Some of us have been waiting for Elizabeth Gilbert to get back to writing fiction for a long time now. "Stern Men," her sparkling novel about a young woman going to work among Maine lobstermen, was published in 2000, and while it's hard to begrudge the author the success that followed "Eat Pray Love," it was nevertheless vexing that the memoir centered on three activities, only one of which I had much interest in reading about.
But the wait is over, and anyone eager to dive into the audiobook version of Gilbert's new novel, "The Signature of All Things," will be even more pleased to learn that the narrator is the British actress Juliet Stevenson. Stevenson's face would be instantly familiar to Anglophiles everywhere, especially those with a penchant for British TV (her films include "Truly Madly Deeply" and "Drowning by Numbers"), but she's also a first-class narrator. Her reading of Ian McEwan's "Sweet Tooth" lent dignity to a character for whom McEwan himself seemed to feel a rather condescending fondness, and listening to all six of the Stevenson narrations of Jane Austen's novels in a row would approach this audiobook aficionado's notion of nirvana.
Stevenson is a slightly odd choice for "The Signature of All Things" because the main character is not British but American, a woman named Alma Whittaker, raised on her father's sumptuous estate just outside Philadelphia in the early 1800s. Alma is large and awkward, with a head of wiry bright red hair regarded as a "tragedy" by everyone she meets, but she's also clever and determined. Her great love is botany, inherited from her father, who built a trading empire on medicinal plants. The novel traces Alma's life story from a youth of unruly carnal desire and unrequited love, through an adult blossoming as an amateur scientist -- the only version of the profession available to her -- to a peculiar late marriage and even more remarkable period of middle-aged globetrotting that takes her as far as a beach hut in Tahiti.
By the time you've sunk into the long luxurious binge of readerly pleasure that is "The Signature of All Things" you realize why Stevenson was chosen; she is the supreme female narrator of the sort of 19th-century novels Gilbert emulates with this book. Stevenson's American accent can be a bit sketchy, but she is a master of the delicate irony and serene authority of this style of third-person narrative. As Gilbert takes her heroine through the entire scope of an extraordinary life, Stevenson conveys the sense that the hand on the wheel is firm and certain and that the reader may lean back in perfect confidence that neither journey nor destination will disappoint.
────
**TASKS FOR THIS EXERCISE**
• a. In the audiobook review, who narrates the audiobook of "The Signature of All Things"?
• b. Reproduce the part of the audiobook review that opens with the words "But the wait" and closes with "notion of nirvana.", but switch "nirvana" to "paradise".
• c. Carry the audiobook review on past its last sentence.

[Saved entries]
────
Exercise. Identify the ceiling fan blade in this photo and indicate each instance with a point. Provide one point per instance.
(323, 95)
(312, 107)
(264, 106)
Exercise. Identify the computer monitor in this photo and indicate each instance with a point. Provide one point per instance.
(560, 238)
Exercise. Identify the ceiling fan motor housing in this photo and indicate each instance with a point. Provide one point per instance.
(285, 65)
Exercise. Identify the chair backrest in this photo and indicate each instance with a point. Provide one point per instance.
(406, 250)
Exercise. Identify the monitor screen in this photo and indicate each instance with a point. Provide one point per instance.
────
**ANSWER LIST**
• a. The British actress Juliet Stevenson narrates it.

• b.
But the wait is over, and anyone eager to dive into the audiobook version of Gilbert's new novel, "The Signature of All Things," will be even more pleased to learn that the narrator is the British actress Juliet Stevenson. Stevenson's face would be instantly familiar to Anglophiles everywhere, especially those with a penchant for British TV (her films include "Truly Madly Deeply" and "Drowning by Numbers"), but she's also a first-class narrator. Her reading of Ian McEwan's "Sweet Tooth" lent dignity to a character for whom McEwan himself seemed to feel a rather condescending fondness, and listening to all six of the Stevenson narrations of Jane Austen's novels in a row would approach this audiobook aficionado's notion of paradise.

• c.
Yet for all that "The Signature of All Things" aims at reproducing the immersive experience of reading a great Victorian novel, it breaks most of the conventions that ruled the novel in its heyday. As much as Alma yearns for love, it does not become the defining principle of her life, as it is for virtually all female characters in the fiction of her time. Alma is, in fact, often sorely blinkered in her relationships, and Gilbert makes the dawning of this woman's ability to understand others serve as the engine of the novel's innermost plot. Although she does not belabor the point, Gilbert is also a wizard at conveying the beauty and wonder Alma finds in the humble area of her expertise: moss. You will never look at moss in the same way again after reading Gilbert on the subject. It was all I could do not to rush out to a florist and buy some as soon as I finished the book.
"The Signature of All Things" is not without its mystical characters, which shouldn't come as a surprise, given their creator's reputation as a seeker after transcendental truths, but Gilbert's heroine is a firm rationalist who holds fast to her capacity for awe. There are popular science writers who rhapsodize on the joy of contemplating the glories of a purely material universe, swearing this can equal the spiritual ecstasies of religion, but it takes a novelist to really put the feeling across. (A.S. Byatt is good at it as well.) Elizabeth Gilbert is a novelist again, and for that wonder, too, this reader is profoundly grateful.